• 1999

Almamegretta 4/4

Bravi, gli Almamegretta.
Una decina di album in studio, per una carriera che inizia alla fine degli anni ottanta e continua oggigiorno, sebbene con un’attività meno estesa rispetto al passato.
Dopo l’ottimo esordio di Animamigrante (1993), i nostri piazzano un notevolissimo tris d’assi in rapida successione: Sanacore (1995), Indubb (1996) e Lingo (1998).
Il pubblico apprezza, la critica anche.
Si spalancano le porte del successo, per quanto con numeri non paragonabili ad altre band di grido e con una differenza sostanziale rispetto a queste ultime: gli Alma fanno musica per davvero, senza concessioni al commerciale.
Passione verace, pura, nitida.


A cavallo tra la fine del vecchio millennio e l’arrivo del nuovo i napoletani pubblicano due album che, personalmente, ho adorato: 4/4 (1999) e Imaginaria (2001).
Il primo, in particolar modo, è un disco oltremodo interessante, con il gruppo che opta per una inedita autoproduzione con in aggiunta un altrettanto inedito cantato in lingua italiana, mettendosi quindi prepotentemente in gioco e puntando sul filone trip hop del momento, con ampio respiro internazionale e, nel contempo, sforzandosi di non smarrire la propria “anima migrante”.

Potrebbe sembrare un’apertura al marketing, certo.
E forse, quantomeno nelle intenzioni, in parte lo è.
In realtà il tutto si trasforma rapidamente in un intrigante percorso di crescita artistica e personale.

- **CONSEGNA**: Secondo la pagina sugli Almamegretta, in quale lingua è cantato l'album 4/4, cosa inedita per il gruppo? Questi record provengono da un'altra fonte.

- **ELENCO DATI**:
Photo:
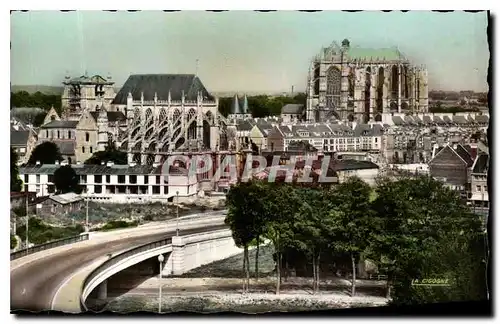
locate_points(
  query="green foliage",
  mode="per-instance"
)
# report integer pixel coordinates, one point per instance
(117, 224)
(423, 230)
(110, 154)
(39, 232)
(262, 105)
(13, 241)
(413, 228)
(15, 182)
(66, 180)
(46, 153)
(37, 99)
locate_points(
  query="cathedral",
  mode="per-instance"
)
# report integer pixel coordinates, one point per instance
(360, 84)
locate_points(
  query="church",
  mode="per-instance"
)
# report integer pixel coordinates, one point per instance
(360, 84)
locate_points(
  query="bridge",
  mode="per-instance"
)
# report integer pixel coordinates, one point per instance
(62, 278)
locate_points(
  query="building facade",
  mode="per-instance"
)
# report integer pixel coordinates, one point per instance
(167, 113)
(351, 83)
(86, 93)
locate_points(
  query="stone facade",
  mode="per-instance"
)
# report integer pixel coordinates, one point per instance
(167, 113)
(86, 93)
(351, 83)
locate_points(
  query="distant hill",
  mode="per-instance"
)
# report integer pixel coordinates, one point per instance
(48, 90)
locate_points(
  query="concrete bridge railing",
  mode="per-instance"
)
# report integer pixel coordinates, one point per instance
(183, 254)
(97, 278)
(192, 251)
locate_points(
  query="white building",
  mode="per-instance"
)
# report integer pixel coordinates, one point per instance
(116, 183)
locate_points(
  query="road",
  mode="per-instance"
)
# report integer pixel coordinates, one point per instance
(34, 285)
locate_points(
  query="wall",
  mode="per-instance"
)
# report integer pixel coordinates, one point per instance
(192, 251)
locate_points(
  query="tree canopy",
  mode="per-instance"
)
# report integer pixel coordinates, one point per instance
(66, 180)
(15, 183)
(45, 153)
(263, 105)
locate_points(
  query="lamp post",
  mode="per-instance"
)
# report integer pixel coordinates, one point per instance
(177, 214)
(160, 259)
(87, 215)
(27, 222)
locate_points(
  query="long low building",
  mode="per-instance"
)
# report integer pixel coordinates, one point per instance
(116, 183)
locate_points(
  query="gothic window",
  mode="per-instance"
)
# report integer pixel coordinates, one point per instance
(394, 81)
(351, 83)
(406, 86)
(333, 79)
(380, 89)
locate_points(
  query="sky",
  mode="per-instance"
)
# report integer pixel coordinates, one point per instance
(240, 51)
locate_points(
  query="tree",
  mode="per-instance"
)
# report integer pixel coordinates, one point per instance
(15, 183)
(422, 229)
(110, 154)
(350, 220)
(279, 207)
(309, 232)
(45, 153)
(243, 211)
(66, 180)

- **SOLUZIONE**: In lingua italiana.